(Coordinate labeling data)
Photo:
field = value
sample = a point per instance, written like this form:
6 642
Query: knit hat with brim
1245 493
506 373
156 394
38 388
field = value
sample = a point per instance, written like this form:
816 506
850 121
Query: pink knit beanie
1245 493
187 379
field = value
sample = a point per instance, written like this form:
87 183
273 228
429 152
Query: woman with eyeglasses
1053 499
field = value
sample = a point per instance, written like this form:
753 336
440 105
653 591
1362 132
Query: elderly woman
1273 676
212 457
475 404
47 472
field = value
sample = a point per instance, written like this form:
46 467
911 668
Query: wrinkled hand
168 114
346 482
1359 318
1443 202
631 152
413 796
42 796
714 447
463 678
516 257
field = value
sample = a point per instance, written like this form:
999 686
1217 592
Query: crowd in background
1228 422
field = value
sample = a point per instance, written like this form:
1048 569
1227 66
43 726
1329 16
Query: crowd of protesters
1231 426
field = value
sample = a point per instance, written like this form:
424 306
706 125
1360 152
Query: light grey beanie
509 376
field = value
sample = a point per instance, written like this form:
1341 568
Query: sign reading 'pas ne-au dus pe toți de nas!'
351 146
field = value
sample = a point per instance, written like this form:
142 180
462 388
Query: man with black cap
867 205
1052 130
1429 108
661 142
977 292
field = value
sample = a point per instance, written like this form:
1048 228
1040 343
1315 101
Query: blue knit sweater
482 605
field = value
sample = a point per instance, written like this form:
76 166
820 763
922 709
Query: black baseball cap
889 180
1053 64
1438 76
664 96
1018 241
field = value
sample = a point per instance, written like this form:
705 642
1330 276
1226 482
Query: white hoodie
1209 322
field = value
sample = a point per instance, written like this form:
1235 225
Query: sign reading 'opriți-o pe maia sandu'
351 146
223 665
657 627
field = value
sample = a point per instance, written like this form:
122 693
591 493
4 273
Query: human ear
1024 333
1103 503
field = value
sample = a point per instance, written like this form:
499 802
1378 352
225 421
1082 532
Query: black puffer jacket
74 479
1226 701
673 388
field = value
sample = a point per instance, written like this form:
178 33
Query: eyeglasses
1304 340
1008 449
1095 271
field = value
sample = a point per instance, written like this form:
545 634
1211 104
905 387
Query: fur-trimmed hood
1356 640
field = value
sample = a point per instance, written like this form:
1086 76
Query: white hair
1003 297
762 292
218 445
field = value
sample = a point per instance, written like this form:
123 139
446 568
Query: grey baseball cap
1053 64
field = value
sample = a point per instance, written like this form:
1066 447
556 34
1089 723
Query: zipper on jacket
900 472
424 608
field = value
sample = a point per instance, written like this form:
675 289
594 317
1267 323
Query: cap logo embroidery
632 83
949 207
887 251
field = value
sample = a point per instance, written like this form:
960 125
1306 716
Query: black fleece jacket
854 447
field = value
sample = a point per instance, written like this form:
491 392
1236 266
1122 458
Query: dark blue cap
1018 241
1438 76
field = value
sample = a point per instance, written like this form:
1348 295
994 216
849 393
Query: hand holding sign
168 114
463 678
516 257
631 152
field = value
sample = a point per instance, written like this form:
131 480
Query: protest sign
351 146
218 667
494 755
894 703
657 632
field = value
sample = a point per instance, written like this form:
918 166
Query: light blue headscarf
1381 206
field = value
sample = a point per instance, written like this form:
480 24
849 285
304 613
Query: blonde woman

» **Task requirements**
Select every line in the rows above that contains the string "with", and copy those lines unchanged.

» **The answer**
Query: knit hat with brim
Query: woman with eyeglasses
Query: man with black cap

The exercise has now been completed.